SOURCE:
I am given the initial data: the light ray is fired in the ##x## direction at ##t=0##.

The relvant coordinates in the question are ##t,x,y,z##, let ##s## be the affine parameter I parameterise the geodesics with.

MY QUESTION

Q1)Concerning the intial data, does this mean that at ##t=0##, ##\dot{y}=\dot{z}=0## and ##\dot(z)\neq 0 ##? where ##\dot{x}## denotes ##\frac{dx}{ds}## .

Q2)And not ##\frac{dy}{dt}=\frac{dz}{dt}=0##? can we only make conclusions on the change with respect ##s##, or is it with respect to the coordinate time ##t## too?

Q3)Also, is one always free to choose initially that ##s=t=0##. If so, then if the answer to question 1 is yes, doesn't this imply the answer to question 2 is yes?

Many thanks
 
on Phys.org
binbagsss said:
let sss be the affine parameter I parameterise the geodesics with
I think you can't use proper time as the affine parameter for null geodesics.
 
davidge said:
I think you can't use proper time as the affine parameter for null geodesics.

You can't, but I don't see the OP doing that.

REQUIRED ACTIONS:
a. Reproduce the part of the geodesics thread starting at "Q3)Also, is one" and ending at "OP doing that.".
b. In the geodesics thread, why does the third question suggest that a yes to the first question would also mean a yes to the second?

EXTRACTED DATA:
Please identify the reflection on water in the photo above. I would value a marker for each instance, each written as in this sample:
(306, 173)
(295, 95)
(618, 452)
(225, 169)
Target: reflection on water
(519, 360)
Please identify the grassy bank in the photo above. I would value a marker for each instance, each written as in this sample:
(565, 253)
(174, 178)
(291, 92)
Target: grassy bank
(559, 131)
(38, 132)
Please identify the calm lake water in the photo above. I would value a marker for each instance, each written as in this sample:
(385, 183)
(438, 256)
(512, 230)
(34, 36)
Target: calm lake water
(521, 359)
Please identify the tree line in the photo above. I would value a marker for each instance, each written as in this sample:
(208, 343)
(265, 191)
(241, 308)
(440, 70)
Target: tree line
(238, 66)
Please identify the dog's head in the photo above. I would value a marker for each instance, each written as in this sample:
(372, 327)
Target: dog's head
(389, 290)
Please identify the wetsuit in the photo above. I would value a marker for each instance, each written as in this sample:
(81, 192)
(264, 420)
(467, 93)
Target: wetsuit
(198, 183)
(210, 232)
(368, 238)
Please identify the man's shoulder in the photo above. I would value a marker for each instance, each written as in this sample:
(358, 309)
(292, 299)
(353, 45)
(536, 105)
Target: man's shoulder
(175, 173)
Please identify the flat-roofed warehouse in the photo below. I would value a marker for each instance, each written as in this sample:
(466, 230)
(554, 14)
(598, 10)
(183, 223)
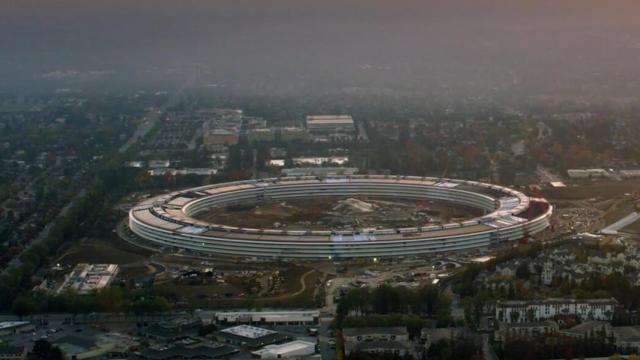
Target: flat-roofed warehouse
(329, 124)
(291, 317)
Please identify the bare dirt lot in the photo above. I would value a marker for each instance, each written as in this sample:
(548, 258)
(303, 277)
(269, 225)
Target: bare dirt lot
(338, 213)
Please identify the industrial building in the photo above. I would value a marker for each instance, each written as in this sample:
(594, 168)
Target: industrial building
(250, 337)
(293, 317)
(378, 340)
(293, 349)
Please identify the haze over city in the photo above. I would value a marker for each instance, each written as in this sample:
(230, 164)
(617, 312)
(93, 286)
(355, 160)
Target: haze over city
(487, 48)
(320, 180)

RESPONSE LIST:
a.
Q3)Also, is one always free to choose initially that ##s=t=0##. If so, then if the answer to question 1 is yes, doesn't this imply the answer to question 2 is yes?

Many thanks
 
on Phys.org
binbagsss said:
let sss be the affine parameter I parameterise the geodesics with
I think you can't use proper time as the affine parameter for null geodesics.
 
davidge said:
I think you can't use proper time as the affine parameter for null geodesics.

You can't, but I don't see the OP doing that.

b. The third question asks whether one is always free to choose s = t = 0 at the start. If that choice is allowed, the asker suggests that a yes to the first question would imply a yes to the second.